Items from a data source
::::::

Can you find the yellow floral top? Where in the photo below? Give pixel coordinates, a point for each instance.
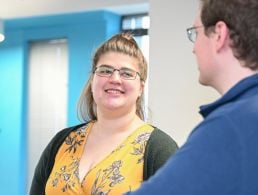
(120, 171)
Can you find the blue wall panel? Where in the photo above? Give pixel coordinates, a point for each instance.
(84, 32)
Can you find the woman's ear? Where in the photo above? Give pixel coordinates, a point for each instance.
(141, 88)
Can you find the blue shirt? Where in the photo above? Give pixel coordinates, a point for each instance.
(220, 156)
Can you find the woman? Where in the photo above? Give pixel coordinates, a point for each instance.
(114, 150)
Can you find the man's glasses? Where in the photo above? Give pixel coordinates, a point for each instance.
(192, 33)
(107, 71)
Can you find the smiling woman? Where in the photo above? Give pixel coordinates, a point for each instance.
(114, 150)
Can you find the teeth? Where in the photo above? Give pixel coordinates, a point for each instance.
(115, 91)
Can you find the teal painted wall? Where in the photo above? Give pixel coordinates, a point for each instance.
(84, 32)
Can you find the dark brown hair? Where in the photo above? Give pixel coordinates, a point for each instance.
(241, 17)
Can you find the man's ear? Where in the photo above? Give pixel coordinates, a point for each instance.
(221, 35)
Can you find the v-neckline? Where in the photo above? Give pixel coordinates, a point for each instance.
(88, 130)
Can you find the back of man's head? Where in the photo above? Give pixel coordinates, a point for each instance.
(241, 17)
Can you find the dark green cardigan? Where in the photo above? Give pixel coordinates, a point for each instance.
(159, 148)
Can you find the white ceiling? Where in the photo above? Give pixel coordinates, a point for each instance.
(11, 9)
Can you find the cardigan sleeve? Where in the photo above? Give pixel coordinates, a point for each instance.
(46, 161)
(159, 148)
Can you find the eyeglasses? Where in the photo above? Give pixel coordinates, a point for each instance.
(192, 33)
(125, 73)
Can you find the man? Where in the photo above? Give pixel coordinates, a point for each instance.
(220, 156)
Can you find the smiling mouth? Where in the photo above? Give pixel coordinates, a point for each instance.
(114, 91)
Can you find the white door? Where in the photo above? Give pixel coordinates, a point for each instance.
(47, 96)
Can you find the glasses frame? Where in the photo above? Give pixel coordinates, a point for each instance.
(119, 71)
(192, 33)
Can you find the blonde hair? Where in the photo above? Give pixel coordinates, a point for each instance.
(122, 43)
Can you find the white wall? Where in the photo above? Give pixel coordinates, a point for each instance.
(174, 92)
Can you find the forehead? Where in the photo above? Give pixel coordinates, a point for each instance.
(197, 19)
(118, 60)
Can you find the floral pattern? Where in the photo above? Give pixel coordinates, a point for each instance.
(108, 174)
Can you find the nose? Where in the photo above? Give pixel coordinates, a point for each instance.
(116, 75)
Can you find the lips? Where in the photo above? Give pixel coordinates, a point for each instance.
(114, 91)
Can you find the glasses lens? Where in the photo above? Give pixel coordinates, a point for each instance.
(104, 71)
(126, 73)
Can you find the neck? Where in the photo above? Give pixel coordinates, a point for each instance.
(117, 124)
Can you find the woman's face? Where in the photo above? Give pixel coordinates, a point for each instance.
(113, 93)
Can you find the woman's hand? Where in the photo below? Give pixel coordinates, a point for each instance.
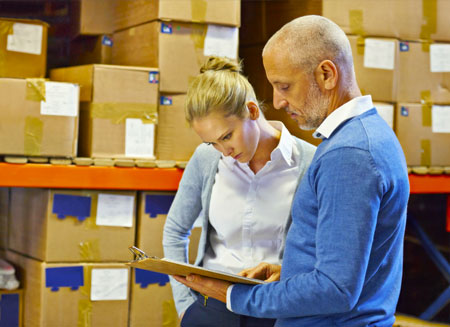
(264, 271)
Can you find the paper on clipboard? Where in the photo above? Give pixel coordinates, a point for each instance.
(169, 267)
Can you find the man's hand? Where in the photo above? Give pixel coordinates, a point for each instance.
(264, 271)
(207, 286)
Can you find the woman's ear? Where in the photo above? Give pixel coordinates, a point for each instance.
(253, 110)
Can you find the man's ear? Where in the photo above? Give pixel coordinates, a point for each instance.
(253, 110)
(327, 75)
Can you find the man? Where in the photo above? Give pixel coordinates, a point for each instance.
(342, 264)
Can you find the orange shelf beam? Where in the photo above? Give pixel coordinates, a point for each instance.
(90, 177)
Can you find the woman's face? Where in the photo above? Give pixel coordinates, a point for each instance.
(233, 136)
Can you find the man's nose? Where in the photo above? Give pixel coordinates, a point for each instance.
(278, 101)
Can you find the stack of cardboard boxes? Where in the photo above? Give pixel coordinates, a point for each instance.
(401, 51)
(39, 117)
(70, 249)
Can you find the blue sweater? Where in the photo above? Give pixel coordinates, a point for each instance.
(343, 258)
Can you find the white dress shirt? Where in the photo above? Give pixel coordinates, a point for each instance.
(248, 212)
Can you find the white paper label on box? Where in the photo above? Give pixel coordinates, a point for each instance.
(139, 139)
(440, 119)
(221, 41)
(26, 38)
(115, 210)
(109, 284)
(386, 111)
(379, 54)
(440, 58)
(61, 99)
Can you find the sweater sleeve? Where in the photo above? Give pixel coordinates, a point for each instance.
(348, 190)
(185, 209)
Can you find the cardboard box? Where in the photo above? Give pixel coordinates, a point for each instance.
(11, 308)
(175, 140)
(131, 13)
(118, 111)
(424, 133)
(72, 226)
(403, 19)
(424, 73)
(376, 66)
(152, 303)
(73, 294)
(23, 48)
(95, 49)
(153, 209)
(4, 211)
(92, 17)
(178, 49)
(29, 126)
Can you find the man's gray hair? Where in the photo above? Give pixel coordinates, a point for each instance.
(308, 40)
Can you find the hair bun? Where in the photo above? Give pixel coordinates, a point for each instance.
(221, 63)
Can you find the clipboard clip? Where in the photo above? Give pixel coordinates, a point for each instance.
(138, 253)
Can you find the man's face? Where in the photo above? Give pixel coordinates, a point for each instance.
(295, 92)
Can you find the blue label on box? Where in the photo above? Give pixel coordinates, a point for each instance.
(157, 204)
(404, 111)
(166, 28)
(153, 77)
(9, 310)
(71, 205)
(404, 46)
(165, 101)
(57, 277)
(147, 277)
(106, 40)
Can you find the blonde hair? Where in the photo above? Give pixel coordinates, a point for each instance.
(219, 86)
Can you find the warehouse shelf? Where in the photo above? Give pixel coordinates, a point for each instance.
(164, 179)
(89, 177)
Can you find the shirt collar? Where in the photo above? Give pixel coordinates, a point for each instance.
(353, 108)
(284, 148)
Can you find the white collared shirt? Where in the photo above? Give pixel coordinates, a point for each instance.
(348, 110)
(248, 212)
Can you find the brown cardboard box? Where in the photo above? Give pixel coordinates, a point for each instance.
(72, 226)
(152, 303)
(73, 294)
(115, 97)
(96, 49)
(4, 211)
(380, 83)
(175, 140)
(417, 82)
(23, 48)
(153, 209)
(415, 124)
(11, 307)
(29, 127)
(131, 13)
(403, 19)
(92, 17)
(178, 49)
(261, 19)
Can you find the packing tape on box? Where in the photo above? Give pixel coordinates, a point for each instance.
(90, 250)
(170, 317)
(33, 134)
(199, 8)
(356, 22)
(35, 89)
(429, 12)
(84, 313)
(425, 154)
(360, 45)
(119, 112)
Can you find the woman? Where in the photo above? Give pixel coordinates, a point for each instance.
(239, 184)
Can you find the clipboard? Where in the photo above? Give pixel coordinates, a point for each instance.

::::::

• Set task: Omit every picture, and otherwise quote the entries exactly.

• Answer to this exercise:
Can you find the yellow floral top? Where in the photo below? Give pixel coordinates, a point for each instance.
(120, 171)
Can you find the blue wall panel? Where in the photo above? Give pixel coordinates, a point for each instance.
(84, 32)
Can you find the woman's ear? Where in the photo above? Give pixel coordinates, a point for each instance.
(141, 88)
Can you find the blue shirt? Where in the photo above? Give pixel coordinates, a point for each instance.
(220, 156)
Can you find the woman? Where in the photo above? Give pixel coordinates, a point for each instance.
(114, 150)
Can you find the man's glasses? Where in the photo above? Give pixel coordinates, a point for each instance.
(192, 33)
(107, 71)
Can you find the smiling woman? Where in the photo above? Give pixel coordinates, a point for each instance.
(114, 150)
Can you find the teeth? Where in the photo above? Give pixel coordinates, a point for each instance.
(115, 91)
Can you find the teal painted wall? Where in the photo above? Give pixel coordinates, a point for each instance.
(84, 32)
Can you find the dark brown hair? Where in the photo above? Give pixel coordinates, a point for each instance.
(241, 17)
Can you find the man's ear? Where in the photo above? Give pixel coordinates, a point for each instance.
(221, 35)
Can you find the v-neckline? Where in the photo above? Give pixel coordinates, a point for each instance.
(88, 130)
Can you find the back of man's head? Where in the photo above? Give pixel coordinates, a point for each instance.
(241, 17)
Can you find the dark green cardigan? Where in the photo above? Give pixel coordinates, a point for each instance.
(159, 148)
Can you find the white ceiling? Where in the photo above? Give pixel coordinates, a point for each instance.
(11, 9)
Can you find the cardigan sleeve? Where in the photo above? Give pixel coordinates, a point for each instance.
(46, 161)
(159, 148)
Can you find the eyeglasses? Where in the photo above? Give pixel coordinates, a point for each instance.
(192, 33)
(125, 73)
Can you find the man? Where in the photo above? Give pixel coordinates, a point for each instance.
(220, 156)
Can you find the smiling mouth? Where in the photo above? Give pixel coordinates, a point for each instance.
(114, 91)
Can you find the white door? Where in the photo above? Give pixel coordinates, a point for each instance.
(47, 96)
Can you find the glasses frame? Where in the photo above? Give pixel coordinates, a point for each instance.
(119, 71)
(192, 33)
Can you find the blonde hair? Where in the photo above? Give pixel coordinates, a point for each instance.
(122, 43)
Can you find the white wall? Where in the photo above? Give pixel coordinates, a point for each instance.
(174, 92)
Can you find the forehead? Where in the photo above? Give pixel coordinates, a point for each instance.
(197, 19)
(118, 60)
Can you find the floral pattern? Where in the photo above? Give pixel coordinates, a point for each instance.
(108, 174)
Can you find the nose? Where in the photo above? Give pixel coordinates, a point for each instance.
(116, 75)
Can you find the lips? Where in the photo above? Give pixel coordinates, a point for each instance.
(114, 91)
Can you find the glasses lens? Where in the photo above? Give pixel coordinates, a point for each instance.
(104, 71)
(126, 73)
Can you find the neck? Where in the photo above? Give pixel coordinates, a point for each instance.
(117, 124)
Can you find the woman's face? Where in the photo above? Give pixel coordinates, a point for each instance.
(113, 93)
Can you find the woman's hand? Where in the photo below? Give pixel coordinates, a point for each instance.
(264, 271)
Can you find the paper on clipboard? Where in the photo above? Give pixel coordinates, a point for each instance.
(169, 267)
Can you find the man's hand? Where in the photo above? Give pixel coordinates, a point for each instance.
(264, 271)
(207, 286)
Can you find the woman's ear? Where in the photo above? Give pixel coordinates, a point for each instance.
(253, 110)
Can you find the man's ear? Where in the photo above? Give pixel coordinates, a point for each instance.
(253, 110)
(327, 75)
Can you find the man? Where in the photo above? Give pixel coordinates, a point for each instance.
(342, 264)
Can you find the orange shelf beam? Where in the photo above? Give pixel coordinates, a point for each instance.
(90, 177)
Can you find the woman's face? Where in the photo above? Give pixel coordinates, a point for each instance.
(233, 136)
Can you find the man's nose? Where in the photo above? Give pixel coordinates, a point for each instance.
(278, 101)
Can you find the stack of cardboard boxes? Where in the photo above? Give pixel coordinates, a point for each instance.
(401, 51)
(39, 117)
(70, 249)
Can you find the blue sweater? Where in the photo above? Give pixel coordinates, a point for each instance.
(343, 258)
Can you find the white dress shirt? Where in the photo above? Give pixel coordinates, a point for each instance.
(248, 212)
Can you find the white paper label on box? Where in the photo above? Give pixel coordinates, a point for each instance.
(139, 139)
(440, 119)
(221, 41)
(26, 38)
(115, 210)
(109, 284)
(386, 111)
(379, 54)
(440, 58)
(61, 99)
Can you find the sweater sleeve? Where in the photo above? Give pixel coordinates, a point for each instance.
(348, 190)
(185, 209)
Can you find the cardboard box? Where in the photo above? Give pixel coordinates, a point for each instance.
(11, 308)
(175, 140)
(131, 13)
(118, 111)
(424, 133)
(72, 226)
(403, 19)
(424, 73)
(376, 66)
(152, 303)
(73, 294)
(23, 48)
(95, 49)
(153, 209)
(4, 211)
(92, 17)
(178, 49)
(29, 126)
Can you find the man's gray hair? Where in the photo above? Give pixel coordinates, a point for each instance.
(308, 40)
Can you find the hair bun? Where in the photo above? Give pixel coordinates, a point for each instance.
(221, 63)
Can you find the clipboard clip? Where in the photo above? Give pixel coordinates, a point for each instance.
(138, 253)
Can you find the man's face? Where in the photo above? Give pixel coordinates, a point for each instance.
(295, 92)
Can you find the blue label on box? Where in the photo above? Give pixel coordinates, a point for each instance.
(157, 204)
(404, 111)
(166, 28)
(153, 77)
(9, 310)
(71, 205)
(404, 46)
(165, 101)
(57, 277)
(147, 277)
(106, 40)
Can you find the blonde hair? Where in the photo above? Give pixel coordinates, a point for each instance.
(219, 86)
Can you find the warehouse shelf? Where in the photo above? Give pixel coordinates, a point for each instance.
(164, 179)
(89, 177)
Can you find the shirt collar? Where in the photo above? Give pixel coordinates, a point for each instance.
(353, 108)
(284, 148)
Can you find the white collared shirt? Where in the photo above? Give pixel coordinates, a point for each instance.
(348, 110)
(248, 212)
Can you find the brown cardboard box? Where in the photo above? Give pixel coordinates, a point for each instance.
(72, 226)
(152, 303)
(73, 294)
(115, 97)
(96, 49)
(4, 211)
(380, 83)
(175, 140)
(417, 82)
(23, 48)
(153, 209)
(415, 124)
(11, 307)
(29, 127)
(131, 13)
(403, 19)
(92, 17)
(178, 49)
(261, 19)
Can you find the packing tape on box? Where in the photo above? Give pixel coordinates, a point for each instance.
(90, 250)
(170, 317)
(33, 134)
(199, 8)
(356, 22)
(35, 89)
(429, 12)
(84, 313)
(425, 154)
(360, 45)
(119, 112)
Can you find the woman? Where in the photo above? Give pixel coordinates, a point for each instance.
(239, 184)
Can you find the clipboard? Where in the photo above? Give pixel coordinates, a point for each instance.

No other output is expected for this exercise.